[Start Extracted records]

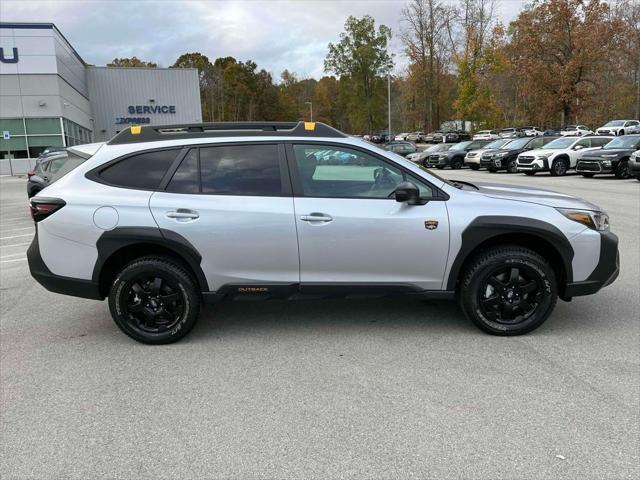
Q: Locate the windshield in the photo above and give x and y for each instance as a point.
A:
(517, 144)
(624, 142)
(496, 144)
(559, 143)
(460, 146)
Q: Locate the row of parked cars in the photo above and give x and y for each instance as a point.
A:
(588, 155)
(614, 127)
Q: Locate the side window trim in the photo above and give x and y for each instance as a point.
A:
(296, 183)
(285, 179)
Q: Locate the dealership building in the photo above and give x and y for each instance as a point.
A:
(49, 97)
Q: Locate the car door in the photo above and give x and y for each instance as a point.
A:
(233, 203)
(351, 231)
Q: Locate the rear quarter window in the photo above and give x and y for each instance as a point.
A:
(142, 171)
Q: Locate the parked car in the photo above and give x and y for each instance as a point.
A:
(575, 131)
(486, 135)
(438, 136)
(431, 137)
(472, 158)
(454, 156)
(417, 137)
(619, 127)
(420, 155)
(505, 158)
(422, 158)
(552, 132)
(455, 136)
(50, 169)
(160, 220)
(559, 155)
(634, 165)
(401, 148)
(530, 131)
(511, 133)
(612, 158)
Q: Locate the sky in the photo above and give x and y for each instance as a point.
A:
(277, 35)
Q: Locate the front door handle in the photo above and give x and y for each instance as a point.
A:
(183, 215)
(316, 217)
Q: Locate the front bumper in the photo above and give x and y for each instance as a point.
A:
(57, 283)
(604, 274)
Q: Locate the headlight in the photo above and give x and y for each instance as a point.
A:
(594, 220)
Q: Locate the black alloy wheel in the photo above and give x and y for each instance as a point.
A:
(508, 290)
(510, 294)
(559, 168)
(622, 170)
(154, 300)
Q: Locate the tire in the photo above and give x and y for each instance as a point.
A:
(174, 300)
(559, 168)
(524, 295)
(622, 170)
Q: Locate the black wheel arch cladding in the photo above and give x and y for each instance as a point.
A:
(485, 228)
(112, 241)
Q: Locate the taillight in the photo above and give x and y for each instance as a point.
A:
(41, 208)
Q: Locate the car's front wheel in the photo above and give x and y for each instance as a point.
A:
(508, 290)
(154, 300)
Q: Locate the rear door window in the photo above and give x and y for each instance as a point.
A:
(250, 170)
(142, 171)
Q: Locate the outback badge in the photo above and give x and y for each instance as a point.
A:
(431, 224)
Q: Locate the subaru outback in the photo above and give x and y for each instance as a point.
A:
(161, 219)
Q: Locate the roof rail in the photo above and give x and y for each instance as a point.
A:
(151, 133)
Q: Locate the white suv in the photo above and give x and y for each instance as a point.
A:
(619, 127)
(559, 155)
(161, 219)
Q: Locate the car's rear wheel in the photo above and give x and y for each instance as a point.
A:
(154, 300)
(559, 168)
(508, 290)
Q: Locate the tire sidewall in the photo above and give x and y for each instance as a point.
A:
(119, 291)
(470, 303)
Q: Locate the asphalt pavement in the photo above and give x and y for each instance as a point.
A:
(323, 389)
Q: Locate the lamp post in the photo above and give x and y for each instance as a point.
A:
(310, 110)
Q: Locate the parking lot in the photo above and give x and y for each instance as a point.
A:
(333, 389)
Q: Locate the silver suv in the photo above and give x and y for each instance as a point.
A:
(161, 219)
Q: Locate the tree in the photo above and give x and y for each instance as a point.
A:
(361, 57)
(131, 62)
(561, 51)
(426, 42)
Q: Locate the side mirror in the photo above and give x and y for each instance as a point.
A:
(408, 192)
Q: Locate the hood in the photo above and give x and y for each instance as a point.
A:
(534, 195)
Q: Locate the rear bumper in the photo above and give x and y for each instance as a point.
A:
(604, 274)
(57, 283)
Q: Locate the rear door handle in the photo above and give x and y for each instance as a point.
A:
(316, 217)
(183, 215)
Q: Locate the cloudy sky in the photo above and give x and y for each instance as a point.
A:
(290, 34)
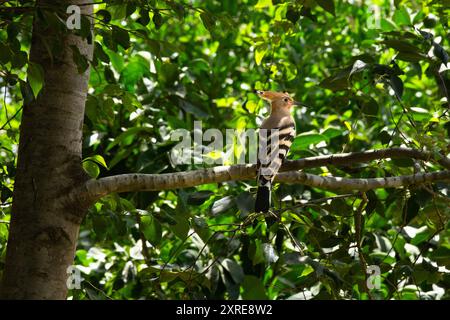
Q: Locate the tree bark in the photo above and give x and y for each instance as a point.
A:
(44, 232)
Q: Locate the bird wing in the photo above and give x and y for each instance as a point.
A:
(275, 139)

[End Extracted records]

Rewrite all the lines above, swapping every "Locate" for "Find" and changing nothing else. Leave the pictures out.

- _The result_
Q: Find the windshield in the photo above and give x and y for each instance as a point.
A:
(517, 144)
(624, 142)
(496, 144)
(559, 143)
(460, 146)
Q: Find the row of parked cars in the photo above and give x and y for each instance as a point.
A:
(588, 155)
(614, 127)
Q: Find the side window trim in the photo above and give x and y for each instance as a point.
A:
(296, 183)
(285, 179)
Q: Find the dealership building in the photo above and give x and y for each instance as a point.
A:
(49, 97)
Q: Find the car door in the photo above and give x and y for each instance as a point.
A:
(233, 203)
(351, 231)
Q: Find the rear quarter window in the photo above and give x and y for each instance as a point.
A:
(142, 171)
Q: Find the parked car in the photo above and give x and y for each instance as a point.
A:
(575, 131)
(486, 135)
(438, 136)
(431, 137)
(472, 158)
(454, 156)
(417, 137)
(619, 127)
(420, 155)
(505, 158)
(422, 158)
(552, 132)
(455, 136)
(50, 169)
(160, 220)
(559, 155)
(634, 165)
(401, 148)
(530, 131)
(511, 133)
(612, 158)
Q: Find the sky in the photo above and give x and y for each instance as a point.
A:
(277, 35)
Q: Find the front door handle in the photo above and give x and y for each instance as a point.
A:
(183, 215)
(316, 217)
Q: Find the front bumper in the photo above and give x and y for each instance as a point.
A:
(57, 283)
(604, 274)
Q: Find the headlight in the photo above and give x and y for each instance as a point.
A:
(594, 220)
Q: Find the black alloy wheel in the photo above and give x and y for each instance as a point.
A:
(508, 290)
(510, 294)
(559, 168)
(622, 170)
(154, 300)
Q: Find the tire in the photo above and give x and y for each instance as a point.
A:
(174, 300)
(559, 168)
(524, 295)
(622, 170)
Q: Find the black wheel arch cladding in the photo above and give x and y for each instance as a point.
A:
(485, 228)
(112, 241)
Q: Find the taillight in the photo above and give x and y for each instance as a point.
A:
(41, 208)
Q: Find the car's front wheel in the photo above and give x and y for each instance as a point.
A:
(508, 290)
(154, 300)
Q: Find the rear door window in the photo above and give x and y for each instance as a point.
A:
(250, 170)
(142, 171)
Q: Find the outback badge in the photo above and give x and y for each instance as a point.
A:
(431, 224)
Q: Find the subaru outback in the photo above and give x and y for each instance as a point.
A:
(161, 219)
Q: Find the roof rail in the photo above and give x and y for each instance as a point.
A:
(151, 133)
Q: Find the white suv in the photo above and give x and y for each instance as a point.
A:
(619, 127)
(559, 155)
(161, 219)
Q: Find the car's rear wheel in the photo above and give x and y for each instance as a point.
A:
(154, 300)
(559, 168)
(508, 290)
Q: Find the tire sidewall in the photo above and give x and y for each instance as a point.
A:
(119, 291)
(470, 303)
Q: Find the asphalt pavement in the photo above and give x and y for each instance as a point.
A:
(323, 389)
Q: Find the lamp post in the photo above and give x and y for each instance as a point.
A:
(310, 110)
Q: Find the parking lot in the photo above and give x and y for each instance as a point.
A:
(333, 389)
Q: Find the silver suv in the photo above and give x and y for each instance as a point.
A:
(161, 219)
Q: Find the tree in the photo above and give x and y for each instance as a point.
A:
(361, 57)
(131, 62)
(561, 51)
(426, 42)
Q: Find the side mirror in the photo above and give x and y for each instance as a point.
A:
(408, 192)
Q: Find the hood in the photo above and give x and y for each instance as a point.
A:
(534, 195)
Q: Find the rear bumper in the photo above and give x and y for each instance as a point.
A:
(604, 274)
(57, 283)
Q: Find the rear door handle in the photo above and give x and y for each instance as a point.
A:
(316, 217)
(183, 215)
Q: Find the cloudy sky in the photo above and give x and y for each instance as a point.
A:
(290, 34)
Q: Find the tree bark in the photo above and give x and y for each instance as a point.
A:
(44, 232)
Q: Find the bird wing in the photo above and give x and y for each instance as a point.
A:
(275, 139)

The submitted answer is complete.